Write out, character for character, the line containing "Please segment every instance of the background" and all lines after it up to the end of the listing.
========
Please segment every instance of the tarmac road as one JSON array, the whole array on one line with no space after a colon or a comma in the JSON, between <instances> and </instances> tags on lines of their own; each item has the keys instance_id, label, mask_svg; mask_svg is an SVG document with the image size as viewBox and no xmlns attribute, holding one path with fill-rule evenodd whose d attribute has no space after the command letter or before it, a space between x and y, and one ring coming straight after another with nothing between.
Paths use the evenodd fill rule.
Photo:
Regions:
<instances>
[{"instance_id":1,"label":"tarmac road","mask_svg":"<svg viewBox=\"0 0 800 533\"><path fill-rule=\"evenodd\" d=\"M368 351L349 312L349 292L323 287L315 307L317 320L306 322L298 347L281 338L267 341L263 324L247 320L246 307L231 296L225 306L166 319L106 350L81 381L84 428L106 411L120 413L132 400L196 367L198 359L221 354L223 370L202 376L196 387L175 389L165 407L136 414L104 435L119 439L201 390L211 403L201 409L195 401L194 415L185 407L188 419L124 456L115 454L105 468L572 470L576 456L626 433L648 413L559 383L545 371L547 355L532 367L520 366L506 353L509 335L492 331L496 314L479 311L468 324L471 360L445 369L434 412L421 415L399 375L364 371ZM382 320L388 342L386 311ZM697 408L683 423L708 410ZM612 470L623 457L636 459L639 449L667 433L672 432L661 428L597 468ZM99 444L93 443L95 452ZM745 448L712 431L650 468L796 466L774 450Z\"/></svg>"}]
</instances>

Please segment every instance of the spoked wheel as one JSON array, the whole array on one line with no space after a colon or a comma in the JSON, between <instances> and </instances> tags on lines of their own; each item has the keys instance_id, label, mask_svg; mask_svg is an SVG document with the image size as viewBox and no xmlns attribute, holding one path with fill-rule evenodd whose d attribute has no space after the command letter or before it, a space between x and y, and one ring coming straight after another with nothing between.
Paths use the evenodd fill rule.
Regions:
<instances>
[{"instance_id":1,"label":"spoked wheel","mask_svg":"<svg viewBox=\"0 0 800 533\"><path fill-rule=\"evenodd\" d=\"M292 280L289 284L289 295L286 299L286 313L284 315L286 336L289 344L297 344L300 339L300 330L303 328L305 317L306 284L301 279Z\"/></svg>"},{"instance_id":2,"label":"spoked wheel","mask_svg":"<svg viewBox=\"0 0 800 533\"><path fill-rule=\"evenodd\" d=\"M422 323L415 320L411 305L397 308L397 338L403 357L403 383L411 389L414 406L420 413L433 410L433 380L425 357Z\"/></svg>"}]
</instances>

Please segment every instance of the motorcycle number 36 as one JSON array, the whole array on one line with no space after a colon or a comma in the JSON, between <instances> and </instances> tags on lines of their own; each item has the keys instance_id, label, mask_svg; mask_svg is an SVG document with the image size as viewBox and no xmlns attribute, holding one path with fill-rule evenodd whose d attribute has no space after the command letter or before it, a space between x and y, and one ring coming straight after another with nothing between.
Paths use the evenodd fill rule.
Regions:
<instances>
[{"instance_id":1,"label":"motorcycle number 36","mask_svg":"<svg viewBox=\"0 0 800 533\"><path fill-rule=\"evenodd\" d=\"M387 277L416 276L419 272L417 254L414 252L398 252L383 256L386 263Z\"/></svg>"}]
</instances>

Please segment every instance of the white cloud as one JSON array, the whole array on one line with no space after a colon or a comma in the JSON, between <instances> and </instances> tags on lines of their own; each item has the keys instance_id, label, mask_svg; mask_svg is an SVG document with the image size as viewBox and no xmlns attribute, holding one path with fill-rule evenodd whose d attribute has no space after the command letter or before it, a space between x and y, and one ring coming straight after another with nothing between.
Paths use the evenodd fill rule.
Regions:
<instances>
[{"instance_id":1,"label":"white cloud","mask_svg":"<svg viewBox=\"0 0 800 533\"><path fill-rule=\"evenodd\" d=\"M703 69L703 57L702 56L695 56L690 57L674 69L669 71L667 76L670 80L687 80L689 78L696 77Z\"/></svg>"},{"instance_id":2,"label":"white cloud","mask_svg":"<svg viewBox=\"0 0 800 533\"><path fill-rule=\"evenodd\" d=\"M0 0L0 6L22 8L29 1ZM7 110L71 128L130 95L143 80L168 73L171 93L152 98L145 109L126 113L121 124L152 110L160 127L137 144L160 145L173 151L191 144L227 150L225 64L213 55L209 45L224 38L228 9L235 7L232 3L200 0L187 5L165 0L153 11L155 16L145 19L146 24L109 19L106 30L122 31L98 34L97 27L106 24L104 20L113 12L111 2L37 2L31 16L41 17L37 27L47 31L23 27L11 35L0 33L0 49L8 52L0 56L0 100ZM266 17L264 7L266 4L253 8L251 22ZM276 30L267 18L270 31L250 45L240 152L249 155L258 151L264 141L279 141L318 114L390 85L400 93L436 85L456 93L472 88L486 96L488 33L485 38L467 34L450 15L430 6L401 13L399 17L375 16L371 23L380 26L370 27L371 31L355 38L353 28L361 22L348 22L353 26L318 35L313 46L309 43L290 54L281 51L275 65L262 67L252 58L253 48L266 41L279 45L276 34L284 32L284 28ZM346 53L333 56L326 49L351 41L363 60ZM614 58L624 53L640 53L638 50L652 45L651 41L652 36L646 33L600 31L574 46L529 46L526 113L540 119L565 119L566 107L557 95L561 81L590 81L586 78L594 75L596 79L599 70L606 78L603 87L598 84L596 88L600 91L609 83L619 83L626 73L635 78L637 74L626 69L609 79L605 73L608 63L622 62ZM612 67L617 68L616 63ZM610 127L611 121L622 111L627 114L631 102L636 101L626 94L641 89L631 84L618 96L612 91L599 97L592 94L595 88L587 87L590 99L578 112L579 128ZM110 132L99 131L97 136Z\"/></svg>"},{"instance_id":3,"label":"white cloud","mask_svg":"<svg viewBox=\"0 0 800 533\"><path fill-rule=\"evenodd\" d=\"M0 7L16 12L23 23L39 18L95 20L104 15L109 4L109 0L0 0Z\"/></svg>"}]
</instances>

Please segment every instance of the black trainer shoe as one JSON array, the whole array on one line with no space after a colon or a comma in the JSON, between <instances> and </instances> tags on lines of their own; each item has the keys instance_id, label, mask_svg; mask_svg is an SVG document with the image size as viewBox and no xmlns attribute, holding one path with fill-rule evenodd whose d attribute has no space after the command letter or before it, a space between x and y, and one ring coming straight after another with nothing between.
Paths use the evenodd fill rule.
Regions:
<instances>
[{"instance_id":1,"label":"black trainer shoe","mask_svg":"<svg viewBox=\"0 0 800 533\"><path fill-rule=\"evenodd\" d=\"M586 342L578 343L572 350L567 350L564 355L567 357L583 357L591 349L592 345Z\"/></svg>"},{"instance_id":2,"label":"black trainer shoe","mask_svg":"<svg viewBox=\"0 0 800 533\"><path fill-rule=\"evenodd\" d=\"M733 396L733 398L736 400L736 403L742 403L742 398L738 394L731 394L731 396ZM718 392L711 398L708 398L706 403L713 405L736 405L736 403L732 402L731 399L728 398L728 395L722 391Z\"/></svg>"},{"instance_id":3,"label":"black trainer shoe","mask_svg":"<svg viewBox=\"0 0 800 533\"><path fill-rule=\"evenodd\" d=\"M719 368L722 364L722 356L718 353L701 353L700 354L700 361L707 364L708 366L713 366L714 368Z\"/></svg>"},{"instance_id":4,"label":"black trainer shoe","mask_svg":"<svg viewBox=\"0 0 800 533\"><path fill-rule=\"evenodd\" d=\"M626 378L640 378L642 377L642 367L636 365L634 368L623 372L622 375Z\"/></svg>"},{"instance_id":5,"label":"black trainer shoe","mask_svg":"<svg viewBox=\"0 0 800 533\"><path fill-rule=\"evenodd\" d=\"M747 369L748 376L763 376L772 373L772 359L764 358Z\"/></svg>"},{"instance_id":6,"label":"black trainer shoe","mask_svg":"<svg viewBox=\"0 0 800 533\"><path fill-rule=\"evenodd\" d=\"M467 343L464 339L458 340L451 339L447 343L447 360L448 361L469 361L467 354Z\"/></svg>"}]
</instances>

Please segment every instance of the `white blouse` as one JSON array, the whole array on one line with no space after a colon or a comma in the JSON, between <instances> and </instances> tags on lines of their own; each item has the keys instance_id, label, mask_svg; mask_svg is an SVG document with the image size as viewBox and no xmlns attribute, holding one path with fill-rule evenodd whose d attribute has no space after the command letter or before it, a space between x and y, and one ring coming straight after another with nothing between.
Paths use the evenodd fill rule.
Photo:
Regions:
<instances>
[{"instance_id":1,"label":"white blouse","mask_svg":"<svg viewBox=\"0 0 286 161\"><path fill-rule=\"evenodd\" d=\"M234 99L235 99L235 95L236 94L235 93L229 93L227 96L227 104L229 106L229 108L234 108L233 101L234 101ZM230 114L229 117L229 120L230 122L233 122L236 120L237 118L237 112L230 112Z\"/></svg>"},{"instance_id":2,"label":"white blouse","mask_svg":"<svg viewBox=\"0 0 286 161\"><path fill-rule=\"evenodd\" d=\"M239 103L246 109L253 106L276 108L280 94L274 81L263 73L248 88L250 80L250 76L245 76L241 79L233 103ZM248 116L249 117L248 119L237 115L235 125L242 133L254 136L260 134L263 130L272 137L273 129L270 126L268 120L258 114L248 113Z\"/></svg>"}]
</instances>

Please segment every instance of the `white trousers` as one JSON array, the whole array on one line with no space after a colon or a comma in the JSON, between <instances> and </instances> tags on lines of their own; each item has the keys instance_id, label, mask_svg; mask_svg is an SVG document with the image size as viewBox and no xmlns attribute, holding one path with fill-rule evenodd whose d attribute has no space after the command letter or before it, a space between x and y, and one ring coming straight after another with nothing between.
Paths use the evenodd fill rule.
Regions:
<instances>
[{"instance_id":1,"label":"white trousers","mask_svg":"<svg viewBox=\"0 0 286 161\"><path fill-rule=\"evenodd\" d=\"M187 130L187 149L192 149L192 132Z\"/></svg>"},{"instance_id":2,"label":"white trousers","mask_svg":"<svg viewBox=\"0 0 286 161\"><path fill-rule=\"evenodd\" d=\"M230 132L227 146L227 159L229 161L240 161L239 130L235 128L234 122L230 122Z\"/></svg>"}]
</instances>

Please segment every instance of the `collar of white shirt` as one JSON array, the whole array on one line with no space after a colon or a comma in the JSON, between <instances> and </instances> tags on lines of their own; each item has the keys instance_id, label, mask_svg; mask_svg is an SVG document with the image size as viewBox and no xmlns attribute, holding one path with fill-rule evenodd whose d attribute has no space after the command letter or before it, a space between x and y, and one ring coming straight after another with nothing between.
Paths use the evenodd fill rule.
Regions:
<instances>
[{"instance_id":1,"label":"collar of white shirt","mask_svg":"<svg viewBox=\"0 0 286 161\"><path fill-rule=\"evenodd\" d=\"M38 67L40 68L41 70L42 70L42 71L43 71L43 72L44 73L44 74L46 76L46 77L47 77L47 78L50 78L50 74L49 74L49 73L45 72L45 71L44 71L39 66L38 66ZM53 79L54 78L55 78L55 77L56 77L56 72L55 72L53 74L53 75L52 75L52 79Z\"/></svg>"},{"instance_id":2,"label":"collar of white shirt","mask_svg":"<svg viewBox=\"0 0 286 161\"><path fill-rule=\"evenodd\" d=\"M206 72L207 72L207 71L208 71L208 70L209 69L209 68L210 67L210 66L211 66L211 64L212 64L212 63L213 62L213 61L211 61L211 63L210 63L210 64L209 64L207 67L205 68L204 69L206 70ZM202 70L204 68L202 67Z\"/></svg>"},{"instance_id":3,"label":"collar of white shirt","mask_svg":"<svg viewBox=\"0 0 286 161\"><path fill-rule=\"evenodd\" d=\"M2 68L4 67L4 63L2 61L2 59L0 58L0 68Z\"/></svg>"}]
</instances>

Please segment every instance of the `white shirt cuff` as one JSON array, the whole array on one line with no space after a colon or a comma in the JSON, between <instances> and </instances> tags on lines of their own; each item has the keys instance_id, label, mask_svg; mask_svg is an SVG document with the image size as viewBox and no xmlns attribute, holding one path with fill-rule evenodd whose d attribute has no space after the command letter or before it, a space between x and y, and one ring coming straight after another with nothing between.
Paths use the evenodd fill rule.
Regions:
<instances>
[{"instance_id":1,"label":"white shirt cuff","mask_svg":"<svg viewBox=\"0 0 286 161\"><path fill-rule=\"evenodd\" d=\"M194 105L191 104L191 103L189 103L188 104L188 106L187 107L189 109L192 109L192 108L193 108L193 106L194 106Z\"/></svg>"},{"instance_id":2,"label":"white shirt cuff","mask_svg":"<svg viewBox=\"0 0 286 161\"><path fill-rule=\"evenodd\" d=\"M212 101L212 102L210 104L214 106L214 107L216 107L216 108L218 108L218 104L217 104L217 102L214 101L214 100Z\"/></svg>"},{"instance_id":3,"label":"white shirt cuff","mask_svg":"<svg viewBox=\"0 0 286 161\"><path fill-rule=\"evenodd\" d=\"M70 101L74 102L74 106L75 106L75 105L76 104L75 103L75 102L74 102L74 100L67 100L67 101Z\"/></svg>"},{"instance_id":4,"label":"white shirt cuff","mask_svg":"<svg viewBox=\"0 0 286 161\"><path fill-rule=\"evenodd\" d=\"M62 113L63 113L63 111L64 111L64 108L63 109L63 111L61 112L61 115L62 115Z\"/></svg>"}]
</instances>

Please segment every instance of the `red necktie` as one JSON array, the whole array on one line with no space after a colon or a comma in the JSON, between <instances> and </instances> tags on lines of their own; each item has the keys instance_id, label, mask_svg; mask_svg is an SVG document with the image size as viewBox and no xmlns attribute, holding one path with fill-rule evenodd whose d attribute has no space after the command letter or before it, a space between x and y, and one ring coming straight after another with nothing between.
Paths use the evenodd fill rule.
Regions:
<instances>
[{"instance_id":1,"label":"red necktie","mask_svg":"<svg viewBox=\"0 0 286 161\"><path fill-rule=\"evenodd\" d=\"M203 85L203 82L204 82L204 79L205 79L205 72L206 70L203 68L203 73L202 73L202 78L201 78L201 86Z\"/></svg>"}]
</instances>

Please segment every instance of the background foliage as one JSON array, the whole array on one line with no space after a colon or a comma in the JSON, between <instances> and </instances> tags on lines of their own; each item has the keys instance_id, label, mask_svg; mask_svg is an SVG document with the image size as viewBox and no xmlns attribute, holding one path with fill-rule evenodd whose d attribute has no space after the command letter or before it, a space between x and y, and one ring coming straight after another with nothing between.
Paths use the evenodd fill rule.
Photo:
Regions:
========
EXERCISE RESPONSE —
Please segment every instance of the background foliage as one JSON array, the whole array on one line with no space after a colon or a comma in the JSON, between <instances> and </instances> tags on lines of their own; each item has the keys instance_id, label, mask_svg; mask_svg is an SVG document with the image size as viewBox and no xmlns attribute, holding one path with fill-rule evenodd whose d attribute has no space after the command letter or before it, a space between x and y, and one ring coming straight after another with nothing between.
Paths use the evenodd fill rule.
Photo:
Regions:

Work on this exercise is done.